TEXT UNDER STUDY START

13-60.1 Psychiatry-Drug reaction-Development of agranulocytosis, vomiting, loose motion and high fever-Patient seeing dreams and uttering words during sleep and becoming short tempered, diagnosed as a case of psychiatry-Alleged to be reaction prescription of over-dose of tablet Sizopin without W .B.C. count test-Opposite party not prescribing dose in excess as prescribed in the literature of manufacturers of the drug-W .B.C. count and differential count taken before prescribing the medicine- Vomiting, fever, etc. only after discontinuation of the medicine not said to be due to said drug-No evidence to show that treatment not as per medical ethics-No negligence or deficiency in service-From a bare look of the literature published by the manufacturer company of Sizopin medicine and the prescription of the opposite party it is found that the opposite party has prescribed Sizopin tablet of 25 mg. to be taken one in morning, one in afternoon and two at night, i.e., 4 tablets per day this means 100 mg. per day, this dose could have been increased from 100 mg. per day up to the level of 450 mg. per day but the opposite party doctor restricted the dose only up to 100 mg. per day for a week which is well within the prescribed doses, therefore, the allegations of the overdose levelled by the complainant is baseless.

TEXT UNDER STUDY END
SUPPLIED MATERIAL START

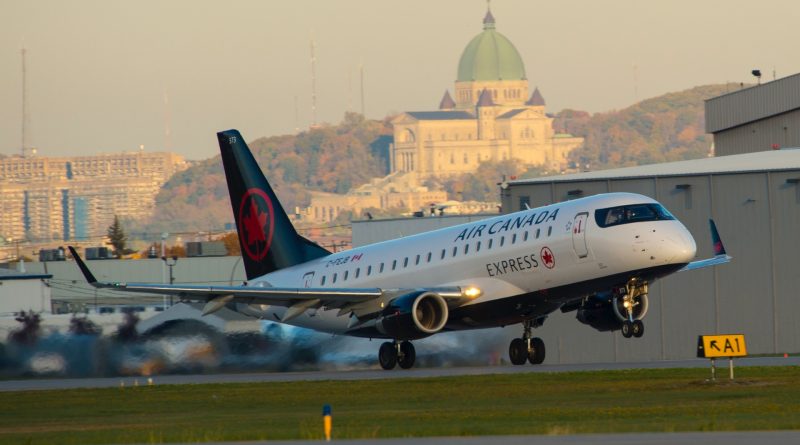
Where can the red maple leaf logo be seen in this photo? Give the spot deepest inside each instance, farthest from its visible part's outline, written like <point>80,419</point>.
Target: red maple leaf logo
<point>254,223</point>
<point>547,257</point>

SUPPLIED MATERIAL END

> _ASSIGNMENT_: According to the headnote, up to what level per day could the Sizopin dose have been increased? This work does not draw on the data.

> _RESULT OF THIS EXERCISE_: 450 mg per day.